Task details: Print exactly the lines from the one containing "q: white cloud" through the last line of the listing, both included.

Dataset items:
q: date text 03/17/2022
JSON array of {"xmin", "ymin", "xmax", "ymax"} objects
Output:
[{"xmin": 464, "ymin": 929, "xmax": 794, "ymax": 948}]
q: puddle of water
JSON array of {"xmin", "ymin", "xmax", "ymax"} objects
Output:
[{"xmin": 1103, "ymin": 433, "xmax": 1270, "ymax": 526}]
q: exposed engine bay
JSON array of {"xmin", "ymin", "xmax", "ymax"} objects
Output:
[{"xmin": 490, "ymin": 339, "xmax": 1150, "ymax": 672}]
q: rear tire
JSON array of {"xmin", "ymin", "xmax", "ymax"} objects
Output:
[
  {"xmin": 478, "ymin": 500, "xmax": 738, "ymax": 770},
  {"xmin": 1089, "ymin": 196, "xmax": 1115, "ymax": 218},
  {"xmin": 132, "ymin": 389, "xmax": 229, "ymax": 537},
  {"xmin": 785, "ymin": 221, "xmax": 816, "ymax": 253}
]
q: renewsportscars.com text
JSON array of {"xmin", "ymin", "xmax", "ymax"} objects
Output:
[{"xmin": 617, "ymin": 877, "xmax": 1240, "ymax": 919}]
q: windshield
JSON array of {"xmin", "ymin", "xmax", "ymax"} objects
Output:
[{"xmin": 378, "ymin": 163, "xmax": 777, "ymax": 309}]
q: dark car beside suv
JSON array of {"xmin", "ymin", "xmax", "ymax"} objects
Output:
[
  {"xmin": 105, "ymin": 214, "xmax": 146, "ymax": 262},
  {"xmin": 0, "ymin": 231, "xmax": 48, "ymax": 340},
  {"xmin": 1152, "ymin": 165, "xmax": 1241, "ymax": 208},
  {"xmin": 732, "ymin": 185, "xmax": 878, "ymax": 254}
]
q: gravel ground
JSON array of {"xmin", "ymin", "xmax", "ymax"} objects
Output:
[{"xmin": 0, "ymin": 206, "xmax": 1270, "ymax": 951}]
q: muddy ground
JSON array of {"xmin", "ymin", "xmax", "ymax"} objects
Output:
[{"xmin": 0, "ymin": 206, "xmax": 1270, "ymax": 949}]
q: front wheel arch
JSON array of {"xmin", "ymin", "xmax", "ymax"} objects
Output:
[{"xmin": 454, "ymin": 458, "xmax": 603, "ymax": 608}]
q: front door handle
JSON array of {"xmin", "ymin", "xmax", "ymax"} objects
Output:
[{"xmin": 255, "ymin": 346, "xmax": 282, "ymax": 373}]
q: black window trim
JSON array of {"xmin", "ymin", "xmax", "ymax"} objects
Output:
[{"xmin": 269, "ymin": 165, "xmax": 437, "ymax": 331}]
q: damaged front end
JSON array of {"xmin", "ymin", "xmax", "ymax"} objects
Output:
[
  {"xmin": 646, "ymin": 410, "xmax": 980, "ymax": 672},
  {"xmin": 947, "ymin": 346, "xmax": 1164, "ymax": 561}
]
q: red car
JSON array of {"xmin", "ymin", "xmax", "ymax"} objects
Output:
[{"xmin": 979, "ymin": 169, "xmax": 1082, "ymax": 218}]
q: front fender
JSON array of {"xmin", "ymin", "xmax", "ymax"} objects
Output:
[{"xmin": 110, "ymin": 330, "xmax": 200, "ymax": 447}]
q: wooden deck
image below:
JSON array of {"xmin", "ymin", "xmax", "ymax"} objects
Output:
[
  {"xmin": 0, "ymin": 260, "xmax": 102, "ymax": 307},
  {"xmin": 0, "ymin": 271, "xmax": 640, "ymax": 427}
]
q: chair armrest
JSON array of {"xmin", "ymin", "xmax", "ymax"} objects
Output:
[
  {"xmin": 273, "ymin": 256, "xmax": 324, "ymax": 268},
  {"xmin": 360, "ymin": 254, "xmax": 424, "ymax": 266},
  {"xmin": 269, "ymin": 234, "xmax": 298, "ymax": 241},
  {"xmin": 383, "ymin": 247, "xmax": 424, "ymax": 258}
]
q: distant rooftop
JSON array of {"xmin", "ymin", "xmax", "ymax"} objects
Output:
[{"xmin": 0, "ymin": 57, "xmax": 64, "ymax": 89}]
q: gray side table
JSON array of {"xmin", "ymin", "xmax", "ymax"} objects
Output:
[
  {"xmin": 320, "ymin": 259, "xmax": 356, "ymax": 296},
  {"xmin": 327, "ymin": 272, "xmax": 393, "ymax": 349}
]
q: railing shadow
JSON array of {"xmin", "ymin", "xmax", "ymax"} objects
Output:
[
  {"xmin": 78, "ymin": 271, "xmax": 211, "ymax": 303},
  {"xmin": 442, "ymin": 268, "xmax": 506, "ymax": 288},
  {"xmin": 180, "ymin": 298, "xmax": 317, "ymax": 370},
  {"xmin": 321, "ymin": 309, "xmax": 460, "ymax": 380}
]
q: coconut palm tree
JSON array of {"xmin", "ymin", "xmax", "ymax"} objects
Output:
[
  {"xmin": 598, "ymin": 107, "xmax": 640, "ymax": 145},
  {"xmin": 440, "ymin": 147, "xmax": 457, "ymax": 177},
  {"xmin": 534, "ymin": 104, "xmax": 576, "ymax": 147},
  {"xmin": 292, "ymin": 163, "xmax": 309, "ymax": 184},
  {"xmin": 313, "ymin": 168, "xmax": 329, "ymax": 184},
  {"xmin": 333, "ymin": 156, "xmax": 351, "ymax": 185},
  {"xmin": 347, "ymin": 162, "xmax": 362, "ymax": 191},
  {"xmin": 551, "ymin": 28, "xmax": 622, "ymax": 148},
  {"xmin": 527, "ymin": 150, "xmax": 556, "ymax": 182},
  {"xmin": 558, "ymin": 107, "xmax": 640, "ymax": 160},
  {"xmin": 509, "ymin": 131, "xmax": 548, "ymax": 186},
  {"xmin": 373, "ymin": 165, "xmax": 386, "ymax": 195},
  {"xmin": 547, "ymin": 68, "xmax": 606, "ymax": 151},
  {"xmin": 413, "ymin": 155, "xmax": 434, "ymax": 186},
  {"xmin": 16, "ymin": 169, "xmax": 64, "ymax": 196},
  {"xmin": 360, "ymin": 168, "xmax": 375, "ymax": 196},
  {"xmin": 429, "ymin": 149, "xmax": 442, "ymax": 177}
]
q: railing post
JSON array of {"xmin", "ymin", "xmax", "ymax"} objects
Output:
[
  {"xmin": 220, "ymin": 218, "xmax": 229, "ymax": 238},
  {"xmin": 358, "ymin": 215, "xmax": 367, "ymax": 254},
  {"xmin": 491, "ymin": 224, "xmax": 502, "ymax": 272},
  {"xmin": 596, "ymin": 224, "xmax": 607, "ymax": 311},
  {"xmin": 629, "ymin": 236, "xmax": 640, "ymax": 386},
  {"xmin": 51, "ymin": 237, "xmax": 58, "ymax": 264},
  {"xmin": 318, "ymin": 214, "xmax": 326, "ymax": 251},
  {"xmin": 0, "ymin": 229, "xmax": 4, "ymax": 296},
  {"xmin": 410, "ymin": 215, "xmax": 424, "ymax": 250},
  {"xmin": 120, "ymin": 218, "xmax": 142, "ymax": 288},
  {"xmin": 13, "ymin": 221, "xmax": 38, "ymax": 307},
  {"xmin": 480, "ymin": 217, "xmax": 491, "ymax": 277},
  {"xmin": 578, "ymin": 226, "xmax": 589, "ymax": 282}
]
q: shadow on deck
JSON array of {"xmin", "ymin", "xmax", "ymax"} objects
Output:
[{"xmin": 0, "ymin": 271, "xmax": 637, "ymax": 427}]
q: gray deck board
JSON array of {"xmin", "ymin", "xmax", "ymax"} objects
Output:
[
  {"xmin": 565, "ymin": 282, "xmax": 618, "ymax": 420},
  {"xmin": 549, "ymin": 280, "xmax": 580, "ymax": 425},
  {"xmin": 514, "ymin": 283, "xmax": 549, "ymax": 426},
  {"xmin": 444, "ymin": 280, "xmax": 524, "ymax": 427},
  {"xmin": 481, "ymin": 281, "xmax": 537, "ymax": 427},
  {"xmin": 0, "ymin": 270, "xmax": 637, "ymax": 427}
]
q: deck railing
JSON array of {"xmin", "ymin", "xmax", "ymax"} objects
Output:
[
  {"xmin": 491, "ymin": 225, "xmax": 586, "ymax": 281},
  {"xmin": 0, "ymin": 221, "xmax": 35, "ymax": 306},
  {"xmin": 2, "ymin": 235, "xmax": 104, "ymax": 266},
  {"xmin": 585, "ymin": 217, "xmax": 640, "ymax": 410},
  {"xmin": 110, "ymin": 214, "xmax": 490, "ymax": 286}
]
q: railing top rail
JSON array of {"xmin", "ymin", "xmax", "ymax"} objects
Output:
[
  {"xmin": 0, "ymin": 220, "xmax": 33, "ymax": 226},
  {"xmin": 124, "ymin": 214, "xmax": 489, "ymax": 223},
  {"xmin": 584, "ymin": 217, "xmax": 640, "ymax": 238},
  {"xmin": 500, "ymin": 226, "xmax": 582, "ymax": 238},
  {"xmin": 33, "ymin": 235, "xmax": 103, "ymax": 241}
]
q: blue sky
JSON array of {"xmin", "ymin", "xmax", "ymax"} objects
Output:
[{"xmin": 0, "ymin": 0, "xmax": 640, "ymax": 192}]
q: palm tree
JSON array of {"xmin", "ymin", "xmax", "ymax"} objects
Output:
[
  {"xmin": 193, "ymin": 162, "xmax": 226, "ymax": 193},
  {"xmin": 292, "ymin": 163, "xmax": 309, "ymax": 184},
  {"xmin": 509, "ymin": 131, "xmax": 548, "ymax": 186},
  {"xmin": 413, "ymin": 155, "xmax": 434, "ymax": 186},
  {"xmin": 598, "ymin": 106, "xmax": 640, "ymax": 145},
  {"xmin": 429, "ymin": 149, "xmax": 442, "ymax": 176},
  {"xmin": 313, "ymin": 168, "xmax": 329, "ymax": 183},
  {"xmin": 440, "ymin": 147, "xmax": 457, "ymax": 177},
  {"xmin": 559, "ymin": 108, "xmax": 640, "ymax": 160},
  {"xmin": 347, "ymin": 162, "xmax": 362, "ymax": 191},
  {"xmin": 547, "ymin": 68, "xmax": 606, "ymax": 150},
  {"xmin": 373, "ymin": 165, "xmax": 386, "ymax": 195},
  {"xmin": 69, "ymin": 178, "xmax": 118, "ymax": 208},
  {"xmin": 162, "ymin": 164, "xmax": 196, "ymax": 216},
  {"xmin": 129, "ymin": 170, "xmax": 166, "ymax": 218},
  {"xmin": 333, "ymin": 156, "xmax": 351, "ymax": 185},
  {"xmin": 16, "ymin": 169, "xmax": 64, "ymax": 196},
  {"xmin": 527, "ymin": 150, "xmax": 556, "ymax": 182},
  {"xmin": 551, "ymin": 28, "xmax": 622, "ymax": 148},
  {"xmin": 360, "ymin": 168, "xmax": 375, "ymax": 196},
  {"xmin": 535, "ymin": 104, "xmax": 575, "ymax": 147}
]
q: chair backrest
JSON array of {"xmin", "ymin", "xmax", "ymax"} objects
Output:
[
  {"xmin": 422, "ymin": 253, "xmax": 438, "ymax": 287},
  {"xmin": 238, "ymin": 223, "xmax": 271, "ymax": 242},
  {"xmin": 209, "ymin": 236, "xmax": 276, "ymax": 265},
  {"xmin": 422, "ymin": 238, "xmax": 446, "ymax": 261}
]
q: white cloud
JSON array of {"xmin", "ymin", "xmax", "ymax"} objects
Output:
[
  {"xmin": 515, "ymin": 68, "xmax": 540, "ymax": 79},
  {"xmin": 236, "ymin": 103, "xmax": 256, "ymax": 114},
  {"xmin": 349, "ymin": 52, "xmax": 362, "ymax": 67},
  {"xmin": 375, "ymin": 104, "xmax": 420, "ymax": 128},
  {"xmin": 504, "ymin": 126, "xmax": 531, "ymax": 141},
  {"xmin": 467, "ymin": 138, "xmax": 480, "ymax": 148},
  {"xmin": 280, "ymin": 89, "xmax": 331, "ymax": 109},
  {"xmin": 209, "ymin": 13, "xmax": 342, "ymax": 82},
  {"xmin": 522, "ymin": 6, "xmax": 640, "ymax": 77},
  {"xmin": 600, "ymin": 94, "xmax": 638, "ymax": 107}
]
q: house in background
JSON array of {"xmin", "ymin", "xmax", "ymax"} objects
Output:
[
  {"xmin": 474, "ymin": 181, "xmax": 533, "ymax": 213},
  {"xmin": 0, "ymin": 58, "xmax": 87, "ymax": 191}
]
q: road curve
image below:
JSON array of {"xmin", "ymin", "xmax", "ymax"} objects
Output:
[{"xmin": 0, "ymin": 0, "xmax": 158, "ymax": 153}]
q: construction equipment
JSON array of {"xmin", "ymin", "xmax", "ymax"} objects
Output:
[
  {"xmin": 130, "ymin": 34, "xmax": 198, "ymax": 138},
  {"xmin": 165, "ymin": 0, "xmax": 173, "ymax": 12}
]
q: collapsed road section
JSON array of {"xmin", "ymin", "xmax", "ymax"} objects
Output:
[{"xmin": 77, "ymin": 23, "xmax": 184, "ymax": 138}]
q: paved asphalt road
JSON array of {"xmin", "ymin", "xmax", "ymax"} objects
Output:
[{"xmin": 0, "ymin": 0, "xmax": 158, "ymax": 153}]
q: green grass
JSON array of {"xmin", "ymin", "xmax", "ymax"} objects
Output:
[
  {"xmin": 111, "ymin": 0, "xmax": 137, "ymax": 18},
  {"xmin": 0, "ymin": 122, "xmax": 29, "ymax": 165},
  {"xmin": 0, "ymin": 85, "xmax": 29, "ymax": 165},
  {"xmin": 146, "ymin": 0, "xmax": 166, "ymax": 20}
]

Output:
q: white cloud
JSON array of {"xmin", "ymin", "xmax", "ymax"} objects
Output:
[
  {"xmin": 515, "ymin": 68, "xmax": 540, "ymax": 79},
  {"xmin": 236, "ymin": 103, "xmax": 256, "ymax": 114},
  {"xmin": 349, "ymin": 52, "xmax": 362, "ymax": 67},
  {"xmin": 375, "ymin": 104, "xmax": 420, "ymax": 128},
  {"xmin": 504, "ymin": 126, "xmax": 531, "ymax": 141},
  {"xmin": 467, "ymin": 138, "xmax": 480, "ymax": 148},
  {"xmin": 280, "ymin": 89, "xmax": 331, "ymax": 109},
  {"xmin": 209, "ymin": 13, "xmax": 342, "ymax": 82},
  {"xmin": 522, "ymin": 6, "xmax": 640, "ymax": 77},
  {"xmin": 600, "ymin": 94, "xmax": 638, "ymax": 107}
]
q: house in background
JSON array of {"xmin", "ymin", "xmax", "ymax"} objects
Output:
[
  {"xmin": 474, "ymin": 181, "xmax": 533, "ymax": 213},
  {"xmin": 0, "ymin": 58, "xmax": 87, "ymax": 191}
]
q: road curve
image below:
JSON array of {"xmin", "ymin", "xmax", "ymax"} objects
Output:
[{"xmin": 0, "ymin": 0, "xmax": 158, "ymax": 153}]
q: construction equipment
JSON array of {"xmin", "ymin", "xmax", "ymax"} objects
Output:
[
  {"xmin": 130, "ymin": 34, "xmax": 198, "ymax": 138},
  {"xmin": 165, "ymin": 0, "xmax": 173, "ymax": 12}
]
q: collapsed road section
JSON array of {"xmin", "ymin", "xmax", "ymax"} objects
Output:
[{"xmin": 77, "ymin": 23, "xmax": 184, "ymax": 138}]
q: paved asphalt road
JSON array of {"xmin", "ymin", "xmax", "ymax"} objects
Output:
[{"xmin": 0, "ymin": 0, "xmax": 158, "ymax": 153}]
q: green grass
JSON array of {"xmin", "ymin", "xmax", "ymax"} objects
Output:
[
  {"xmin": 111, "ymin": 0, "xmax": 137, "ymax": 18},
  {"xmin": 0, "ymin": 122, "xmax": 29, "ymax": 165},
  {"xmin": 0, "ymin": 85, "xmax": 29, "ymax": 165},
  {"xmin": 146, "ymin": 0, "xmax": 166, "ymax": 20}
]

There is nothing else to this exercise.